Required work = Can you render the stretch of the entries below, from the line containing "One marker for each instance of the red" through the end of the entries (both ends included), as a Markdown table with the columns Row and Line, one numbered row per line? Skip blank lines and leave the pictures out.
┌────────
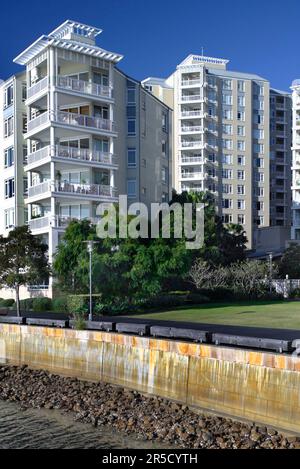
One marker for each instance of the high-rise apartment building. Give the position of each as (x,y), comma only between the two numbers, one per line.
(76,131)
(295,232)
(221,137)
(280,158)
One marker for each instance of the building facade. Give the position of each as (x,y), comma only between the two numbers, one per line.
(280,158)
(77,132)
(221,137)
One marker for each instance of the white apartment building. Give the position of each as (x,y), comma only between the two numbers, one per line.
(295,232)
(76,131)
(221,137)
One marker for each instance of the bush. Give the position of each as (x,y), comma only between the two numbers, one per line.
(60,305)
(41,304)
(7,303)
(77,305)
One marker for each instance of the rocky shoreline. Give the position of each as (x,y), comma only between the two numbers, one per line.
(149,418)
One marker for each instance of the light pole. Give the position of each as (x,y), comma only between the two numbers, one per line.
(270,270)
(90,245)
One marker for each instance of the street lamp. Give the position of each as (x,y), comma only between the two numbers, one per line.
(270,269)
(90,246)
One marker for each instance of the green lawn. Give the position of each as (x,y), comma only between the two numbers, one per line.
(277,314)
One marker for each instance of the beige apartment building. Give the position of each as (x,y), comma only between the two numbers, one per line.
(221,142)
(75,132)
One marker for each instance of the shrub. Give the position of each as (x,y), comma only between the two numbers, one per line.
(77,305)
(41,304)
(7,303)
(60,305)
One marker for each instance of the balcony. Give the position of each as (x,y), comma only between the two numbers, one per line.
(36,89)
(191,82)
(192,144)
(192,159)
(196,113)
(84,87)
(46,189)
(191,98)
(81,120)
(192,175)
(70,155)
(191,129)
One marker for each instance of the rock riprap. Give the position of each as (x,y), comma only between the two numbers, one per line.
(149,418)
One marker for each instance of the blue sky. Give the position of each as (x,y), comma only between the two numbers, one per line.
(154,36)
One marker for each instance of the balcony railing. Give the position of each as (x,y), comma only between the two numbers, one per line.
(192,128)
(192,175)
(85,87)
(194,143)
(37,87)
(191,97)
(192,114)
(194,81)
(192,159)
(39,189)
(37,121)
(82,120)
(86,155)
(86,189)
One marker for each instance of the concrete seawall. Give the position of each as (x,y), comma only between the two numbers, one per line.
(262,387)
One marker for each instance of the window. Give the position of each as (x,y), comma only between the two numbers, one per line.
(9,218)
(227,99)
(241,160)
(227,173)
(241,130)
(227,159)
(227,129)
(241,174)
(227,143)
(227,84)
(240,204)
(227,114)
(131,127)
(9,157)
(259,162)
(241,219)
(131,157)
(164,121)
(241,189)
(131,187)
(241,85)
(9,185)
(8,96)
(131,96)
(24,124)
(241,145)
(8,126)
(241,116)
(227,188)
(24,92)
(227,218)
(227,203)
(241,100)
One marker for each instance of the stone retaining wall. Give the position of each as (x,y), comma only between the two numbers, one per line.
(258,386)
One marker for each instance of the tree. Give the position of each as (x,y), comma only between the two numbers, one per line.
(23,260)
(290,262)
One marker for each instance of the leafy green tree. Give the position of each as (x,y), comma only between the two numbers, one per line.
(23,260)
(290,262)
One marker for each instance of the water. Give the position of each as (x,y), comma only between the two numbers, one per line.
(50,429)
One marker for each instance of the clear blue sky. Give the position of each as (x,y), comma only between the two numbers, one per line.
(258,36)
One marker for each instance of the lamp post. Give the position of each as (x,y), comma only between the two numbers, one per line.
(270,270)
(90,246)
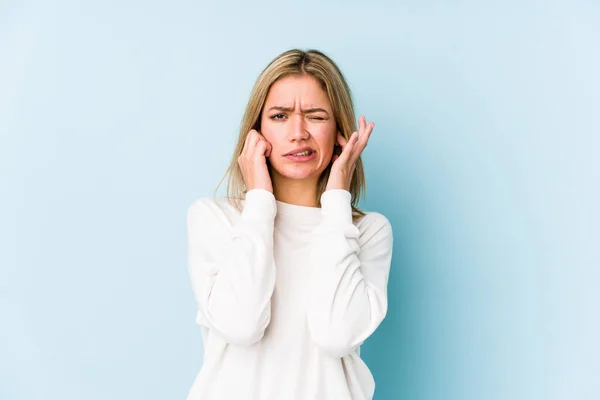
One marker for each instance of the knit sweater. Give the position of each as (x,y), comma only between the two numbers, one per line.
(286,295)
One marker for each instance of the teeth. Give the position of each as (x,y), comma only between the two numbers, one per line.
(304,153)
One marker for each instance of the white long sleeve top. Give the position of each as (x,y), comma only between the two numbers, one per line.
(286,295)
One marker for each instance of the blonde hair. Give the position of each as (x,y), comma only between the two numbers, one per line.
(297,62)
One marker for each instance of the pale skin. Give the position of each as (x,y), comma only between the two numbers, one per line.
(297,113)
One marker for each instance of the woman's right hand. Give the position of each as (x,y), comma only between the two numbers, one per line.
(253,162)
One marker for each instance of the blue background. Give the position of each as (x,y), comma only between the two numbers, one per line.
(116,115)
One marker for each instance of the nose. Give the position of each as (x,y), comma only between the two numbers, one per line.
(298,130)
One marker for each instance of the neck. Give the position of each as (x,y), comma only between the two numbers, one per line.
(300,192)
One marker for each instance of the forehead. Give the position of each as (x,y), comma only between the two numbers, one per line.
(290,90)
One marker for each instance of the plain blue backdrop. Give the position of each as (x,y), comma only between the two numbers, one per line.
(116,115)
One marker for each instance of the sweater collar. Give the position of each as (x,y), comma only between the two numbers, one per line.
(302,214)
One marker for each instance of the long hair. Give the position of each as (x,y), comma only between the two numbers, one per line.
(297,62)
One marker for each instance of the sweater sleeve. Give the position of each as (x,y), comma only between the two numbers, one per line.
(232,268)
(348,298)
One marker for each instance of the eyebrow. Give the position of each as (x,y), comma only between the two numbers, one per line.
(306,111)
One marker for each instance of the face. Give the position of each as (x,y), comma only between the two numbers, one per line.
(297,114)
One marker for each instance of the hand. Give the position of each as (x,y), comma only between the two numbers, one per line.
(253,162)
(344,165)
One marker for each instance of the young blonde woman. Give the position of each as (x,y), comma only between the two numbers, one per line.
(290,277)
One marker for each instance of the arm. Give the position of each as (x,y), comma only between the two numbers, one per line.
(348,299)
(233,271)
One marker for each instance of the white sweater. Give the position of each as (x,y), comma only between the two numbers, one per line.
(286,295)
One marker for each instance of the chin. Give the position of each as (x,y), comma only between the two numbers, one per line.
(298,172)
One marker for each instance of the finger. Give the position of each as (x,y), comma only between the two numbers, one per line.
(251,140)
(366,134)
(347,149)
(341,140)
(362,122)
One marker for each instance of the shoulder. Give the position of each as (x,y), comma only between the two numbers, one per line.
(374,226)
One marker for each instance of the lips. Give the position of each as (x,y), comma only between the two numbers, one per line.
(300,150)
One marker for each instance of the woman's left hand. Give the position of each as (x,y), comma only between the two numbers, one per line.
(343,166)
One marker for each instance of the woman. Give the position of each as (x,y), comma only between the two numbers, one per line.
(289,276)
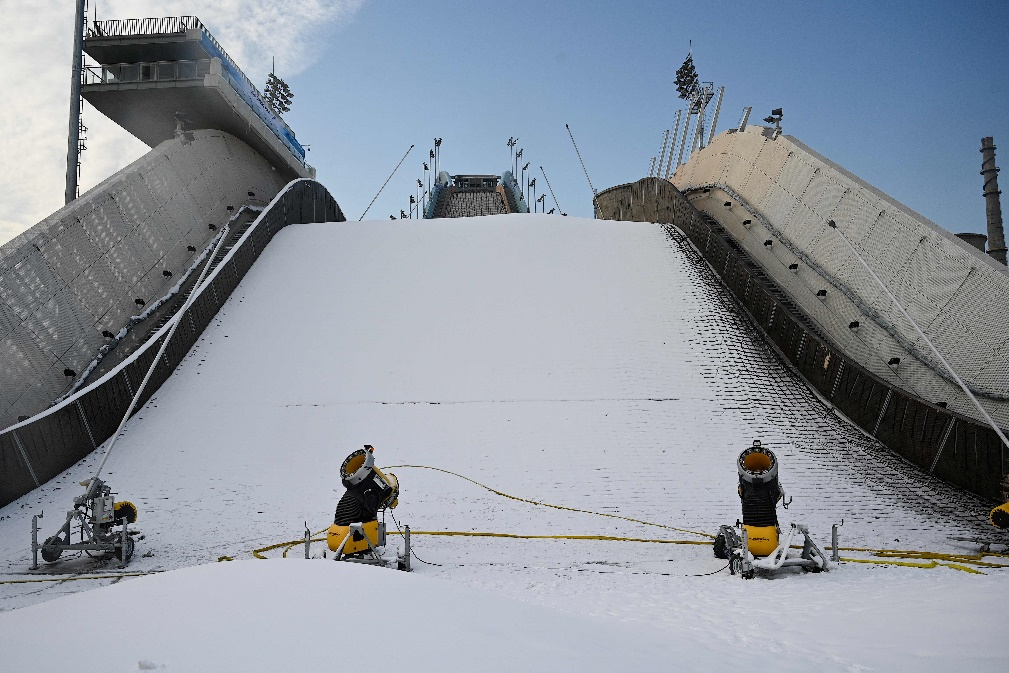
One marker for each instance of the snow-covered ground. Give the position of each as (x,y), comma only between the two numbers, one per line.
(588,364)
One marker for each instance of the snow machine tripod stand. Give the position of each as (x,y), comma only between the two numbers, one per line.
(102,523)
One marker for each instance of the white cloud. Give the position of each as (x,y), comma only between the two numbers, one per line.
(34,84)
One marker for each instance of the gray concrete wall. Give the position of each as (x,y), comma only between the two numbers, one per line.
(36,450)
(959,296)
(79,272)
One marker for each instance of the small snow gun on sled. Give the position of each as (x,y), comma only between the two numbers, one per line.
(356,533)
(758,542)
(101,523)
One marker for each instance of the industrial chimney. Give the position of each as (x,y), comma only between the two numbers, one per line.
(993,209)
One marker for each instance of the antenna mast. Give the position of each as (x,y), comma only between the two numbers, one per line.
(559,210)
(74,140)
(584,170)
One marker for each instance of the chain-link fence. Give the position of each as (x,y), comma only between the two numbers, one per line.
(775,196)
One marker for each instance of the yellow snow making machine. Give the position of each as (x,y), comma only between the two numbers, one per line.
(356,533)
(757,542)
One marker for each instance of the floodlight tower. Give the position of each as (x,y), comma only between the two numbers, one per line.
(697,95)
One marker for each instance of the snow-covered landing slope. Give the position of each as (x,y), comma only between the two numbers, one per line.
(583,363)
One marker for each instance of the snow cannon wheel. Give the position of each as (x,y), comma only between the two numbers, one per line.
(50,552)
(720,547)
(124,510)
(1000,517)
(130,546)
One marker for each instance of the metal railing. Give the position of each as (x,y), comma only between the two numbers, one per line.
(148,26)
(160,71)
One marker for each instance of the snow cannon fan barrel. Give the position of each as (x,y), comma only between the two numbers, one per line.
(760,491)
(368,491)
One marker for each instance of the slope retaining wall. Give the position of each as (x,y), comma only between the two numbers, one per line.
(34,451)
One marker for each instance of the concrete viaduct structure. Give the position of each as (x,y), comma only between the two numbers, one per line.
(87,294)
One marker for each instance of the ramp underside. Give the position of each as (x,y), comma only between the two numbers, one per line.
(589,364)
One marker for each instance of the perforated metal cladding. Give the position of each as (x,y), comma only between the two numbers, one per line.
(959,296)
(81,271)
(55,440)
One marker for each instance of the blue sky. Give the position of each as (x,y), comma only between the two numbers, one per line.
(899,93)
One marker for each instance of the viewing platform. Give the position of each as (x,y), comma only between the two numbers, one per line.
(158,76)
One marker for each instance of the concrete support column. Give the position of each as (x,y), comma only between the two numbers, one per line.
(993,209)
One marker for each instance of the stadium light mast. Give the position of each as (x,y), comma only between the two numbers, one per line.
(697,94)
(76,125)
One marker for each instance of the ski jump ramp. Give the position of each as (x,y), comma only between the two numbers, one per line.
(591,364)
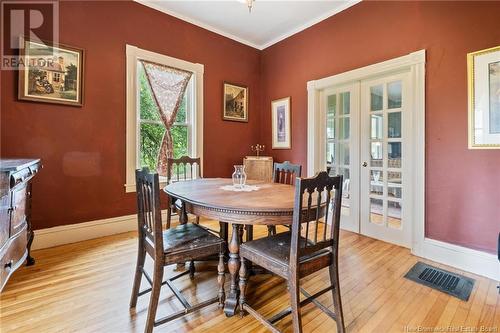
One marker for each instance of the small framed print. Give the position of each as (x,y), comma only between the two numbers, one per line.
(484,98)
(280,112)
(51,73)
(235,100)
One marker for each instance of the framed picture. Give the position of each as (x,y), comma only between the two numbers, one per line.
(484,98)
(235,102)
(280,112)
(51,73)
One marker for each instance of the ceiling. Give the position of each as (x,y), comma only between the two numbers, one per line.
(268,23)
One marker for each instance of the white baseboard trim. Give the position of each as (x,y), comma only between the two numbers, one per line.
(72,233)
(476,262)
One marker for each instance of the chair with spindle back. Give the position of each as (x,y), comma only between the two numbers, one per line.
(284,173)
(186,242)
(294,255)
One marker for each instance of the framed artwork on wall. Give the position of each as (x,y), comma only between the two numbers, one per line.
(235,102)
(281,123)
(51,73)
(484,98)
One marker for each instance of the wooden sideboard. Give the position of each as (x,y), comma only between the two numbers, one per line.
(16,234)
(259,168)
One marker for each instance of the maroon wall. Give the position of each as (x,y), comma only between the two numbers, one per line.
(462,186)
(83,149)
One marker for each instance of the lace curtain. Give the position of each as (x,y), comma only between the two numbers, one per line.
(168,86)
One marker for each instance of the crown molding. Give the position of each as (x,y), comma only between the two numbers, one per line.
(154,4)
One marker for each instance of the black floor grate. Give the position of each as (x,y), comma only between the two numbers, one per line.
(450,283)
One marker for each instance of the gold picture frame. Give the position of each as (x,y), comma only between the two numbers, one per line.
(483,73)
(235,102)
(281,122)
(52,73)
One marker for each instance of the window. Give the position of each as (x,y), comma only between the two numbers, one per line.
(145,129)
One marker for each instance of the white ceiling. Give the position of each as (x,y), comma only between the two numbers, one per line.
(268,23)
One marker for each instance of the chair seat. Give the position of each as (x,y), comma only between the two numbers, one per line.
(188,240)
(273,253)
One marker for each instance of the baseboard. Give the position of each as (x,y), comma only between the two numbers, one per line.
(476,262)
(72,233)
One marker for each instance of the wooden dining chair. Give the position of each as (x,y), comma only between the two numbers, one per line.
(284,173)
(186,242)
(310,246)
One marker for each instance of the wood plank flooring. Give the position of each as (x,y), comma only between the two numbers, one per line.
(85,287)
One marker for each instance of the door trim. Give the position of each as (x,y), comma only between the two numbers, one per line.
(415,63)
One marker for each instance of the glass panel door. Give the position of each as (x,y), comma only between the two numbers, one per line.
(385,166)
(342,152)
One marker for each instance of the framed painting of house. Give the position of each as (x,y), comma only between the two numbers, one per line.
(484,98)
(51,73)
(235,102)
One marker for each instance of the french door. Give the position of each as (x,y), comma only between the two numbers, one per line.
(367,141)
(341,110)
(386,159)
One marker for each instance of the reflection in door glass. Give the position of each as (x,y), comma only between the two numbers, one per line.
(394,188)
(394,128)
(376,211)
(394,95)
(376,98)
(394,154)
(344,128)
(376,182)
(376,124)
(394,214)
(330,153)
(344,153)
(332,104)
(344,103)
(376,154)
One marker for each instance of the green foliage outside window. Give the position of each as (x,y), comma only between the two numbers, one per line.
(152,129)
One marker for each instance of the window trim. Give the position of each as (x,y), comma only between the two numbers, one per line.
(133,55)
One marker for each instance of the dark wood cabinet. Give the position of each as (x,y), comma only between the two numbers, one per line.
(16,234)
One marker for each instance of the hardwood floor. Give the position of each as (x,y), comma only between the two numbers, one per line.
(85,287)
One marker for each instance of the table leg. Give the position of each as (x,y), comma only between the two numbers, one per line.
(183,219)
(233,267)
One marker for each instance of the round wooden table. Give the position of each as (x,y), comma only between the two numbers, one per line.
(271,204)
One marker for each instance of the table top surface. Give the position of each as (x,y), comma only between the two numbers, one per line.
(270,197)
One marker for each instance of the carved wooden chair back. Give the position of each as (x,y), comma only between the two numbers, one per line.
(183,168)
(313,204)
(286,172)
(149,209)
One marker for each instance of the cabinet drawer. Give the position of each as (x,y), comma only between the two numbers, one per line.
(18,210)
(13,256)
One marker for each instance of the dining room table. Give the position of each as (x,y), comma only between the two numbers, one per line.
(257,203)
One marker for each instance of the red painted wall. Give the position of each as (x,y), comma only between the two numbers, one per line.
(462,186)
(83,149)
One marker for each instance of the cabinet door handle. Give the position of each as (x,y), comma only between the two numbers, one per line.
(9,264)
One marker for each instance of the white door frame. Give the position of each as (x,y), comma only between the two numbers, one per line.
(415,63)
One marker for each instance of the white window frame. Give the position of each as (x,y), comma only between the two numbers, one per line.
(195,134)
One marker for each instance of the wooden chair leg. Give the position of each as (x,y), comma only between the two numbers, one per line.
(243,284)
(221,278)
(192,269)
(155,295)
(141,257)
(337,302)
(295,305)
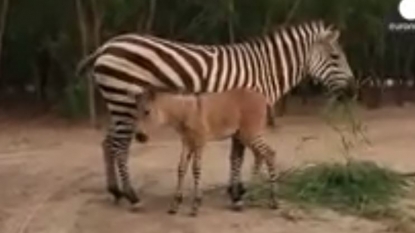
└────────
Result =
| Row | Line |
|---|---|
| 1 | One marker for each instance of the red painted wall. Give the position of each as (x,y), comma only between the two numbers, one per line. |
| 2 | (462,186) |
| 3 | (83,149) |
| 4 | One marker for each instance of the cabinet door handle. Give the position of each as (x,y), comma only between the two numbers, one per line. |
| 5 | (9,264) |
| 6 | One marker for each instance of the white door frame. Give the position of each as (x,y), comma only between the two numbers, one per line. |
| 7 | (415,63) |
| 8 | One marker for each instance of the white window frame. Give the position of each as (x,y), comma only between the two numbers, one per line. |
| 9 | (195,134) |
| 10 | One marker for each instance of the wooden chair leg. Give the position of each as (x,y), comma only between the two numbers, one per line. |
| 11 | (243,284) |
| 12 | (221,278) |
| 13 | (192,269) |
| 14 | (155,295) |
| 15 | (141,257) |
| 16 | (337,302) |
| 17 | (295,305) |